## TASK PROMPT
Find how many lines below mention "wire". Nothing but the number is needed.

[Region pointing data]

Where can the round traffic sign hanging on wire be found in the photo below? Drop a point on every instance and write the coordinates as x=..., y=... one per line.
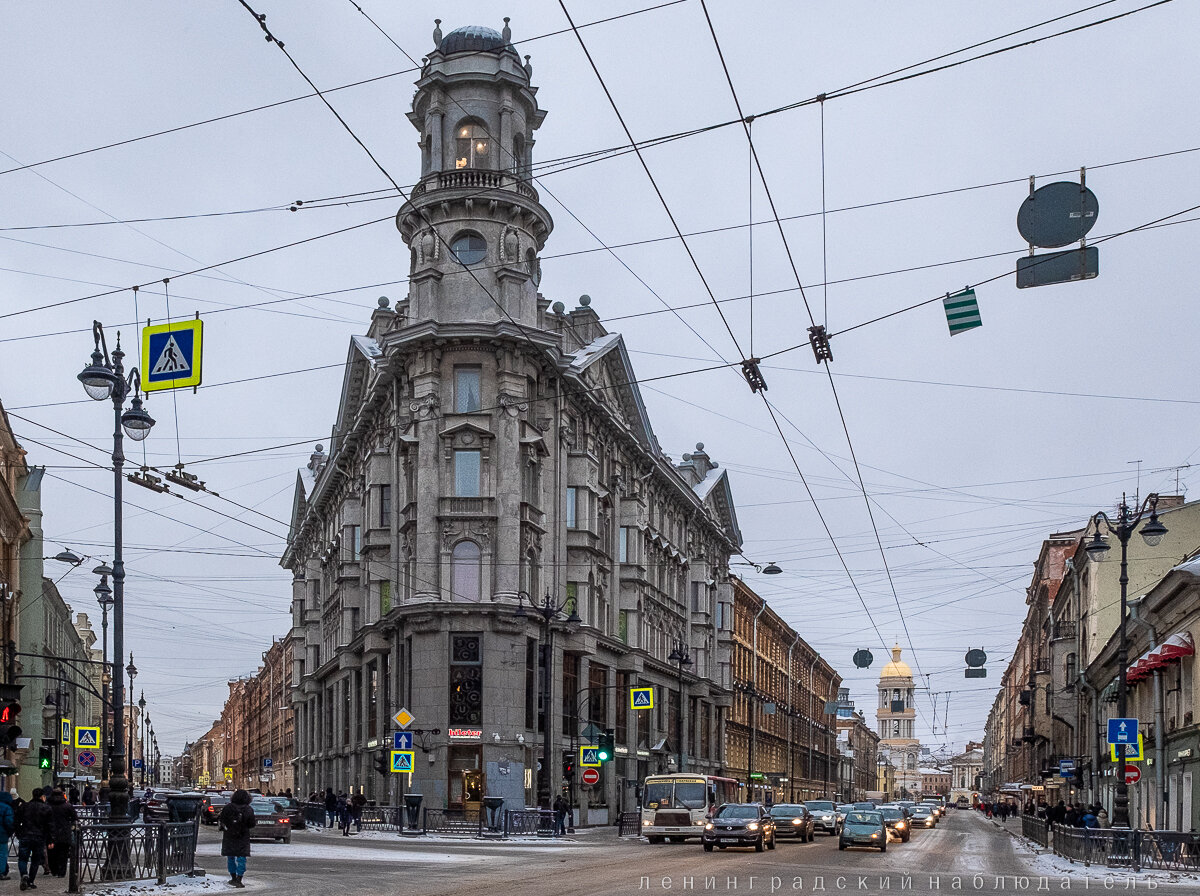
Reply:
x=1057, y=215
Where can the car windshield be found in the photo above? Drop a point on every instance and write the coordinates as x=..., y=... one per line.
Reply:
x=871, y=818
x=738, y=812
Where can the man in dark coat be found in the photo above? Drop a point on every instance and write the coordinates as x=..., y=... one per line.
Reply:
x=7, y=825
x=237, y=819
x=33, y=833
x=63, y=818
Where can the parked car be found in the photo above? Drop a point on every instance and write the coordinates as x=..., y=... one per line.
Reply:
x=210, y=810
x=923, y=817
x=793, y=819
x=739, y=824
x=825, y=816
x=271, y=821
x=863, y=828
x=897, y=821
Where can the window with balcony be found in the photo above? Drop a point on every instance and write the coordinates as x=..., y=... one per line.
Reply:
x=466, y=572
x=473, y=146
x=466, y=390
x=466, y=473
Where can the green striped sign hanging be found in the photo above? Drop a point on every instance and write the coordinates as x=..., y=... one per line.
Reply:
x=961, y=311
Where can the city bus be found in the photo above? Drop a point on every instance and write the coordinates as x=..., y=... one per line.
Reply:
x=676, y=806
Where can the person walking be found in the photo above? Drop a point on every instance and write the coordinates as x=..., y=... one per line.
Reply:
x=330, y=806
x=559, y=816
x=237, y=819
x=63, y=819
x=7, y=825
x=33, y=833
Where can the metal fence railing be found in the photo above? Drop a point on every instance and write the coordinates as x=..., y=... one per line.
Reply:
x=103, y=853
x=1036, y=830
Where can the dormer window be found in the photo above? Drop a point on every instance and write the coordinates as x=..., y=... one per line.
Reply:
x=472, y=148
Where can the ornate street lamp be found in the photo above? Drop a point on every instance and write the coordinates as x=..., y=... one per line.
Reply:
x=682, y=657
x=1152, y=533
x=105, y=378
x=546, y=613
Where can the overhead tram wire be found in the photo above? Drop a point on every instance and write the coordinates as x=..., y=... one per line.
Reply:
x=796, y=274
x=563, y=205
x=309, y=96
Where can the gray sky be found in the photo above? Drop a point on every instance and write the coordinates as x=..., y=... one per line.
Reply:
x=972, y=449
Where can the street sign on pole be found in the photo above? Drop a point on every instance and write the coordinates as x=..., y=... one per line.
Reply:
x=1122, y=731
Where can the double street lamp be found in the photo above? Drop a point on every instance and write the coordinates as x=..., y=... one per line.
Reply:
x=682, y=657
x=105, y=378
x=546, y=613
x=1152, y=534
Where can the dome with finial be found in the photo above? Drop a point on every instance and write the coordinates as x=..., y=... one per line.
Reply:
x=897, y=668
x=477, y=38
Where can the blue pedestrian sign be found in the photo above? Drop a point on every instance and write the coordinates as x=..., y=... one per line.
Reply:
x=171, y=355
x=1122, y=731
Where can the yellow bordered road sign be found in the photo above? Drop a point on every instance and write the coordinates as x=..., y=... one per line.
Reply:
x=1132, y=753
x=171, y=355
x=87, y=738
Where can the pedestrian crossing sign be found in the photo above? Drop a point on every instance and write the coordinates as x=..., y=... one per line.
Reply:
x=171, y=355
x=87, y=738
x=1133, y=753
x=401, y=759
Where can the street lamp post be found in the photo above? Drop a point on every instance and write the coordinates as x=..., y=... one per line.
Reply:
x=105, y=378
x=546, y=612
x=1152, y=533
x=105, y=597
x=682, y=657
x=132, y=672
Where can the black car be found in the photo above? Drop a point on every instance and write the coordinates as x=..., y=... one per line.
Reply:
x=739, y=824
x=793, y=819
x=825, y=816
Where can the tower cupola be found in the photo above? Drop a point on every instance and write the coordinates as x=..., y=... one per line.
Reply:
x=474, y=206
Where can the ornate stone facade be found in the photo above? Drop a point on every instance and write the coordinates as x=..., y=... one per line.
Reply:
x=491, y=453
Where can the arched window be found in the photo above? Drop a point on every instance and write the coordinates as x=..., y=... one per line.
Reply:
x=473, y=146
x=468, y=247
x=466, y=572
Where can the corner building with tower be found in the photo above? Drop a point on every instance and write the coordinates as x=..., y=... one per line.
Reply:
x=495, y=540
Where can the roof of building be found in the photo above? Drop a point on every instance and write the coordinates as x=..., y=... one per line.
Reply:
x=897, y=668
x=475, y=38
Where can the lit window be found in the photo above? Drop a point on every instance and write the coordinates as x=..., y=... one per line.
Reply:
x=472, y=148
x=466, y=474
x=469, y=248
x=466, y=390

## TASK SOLUTION
2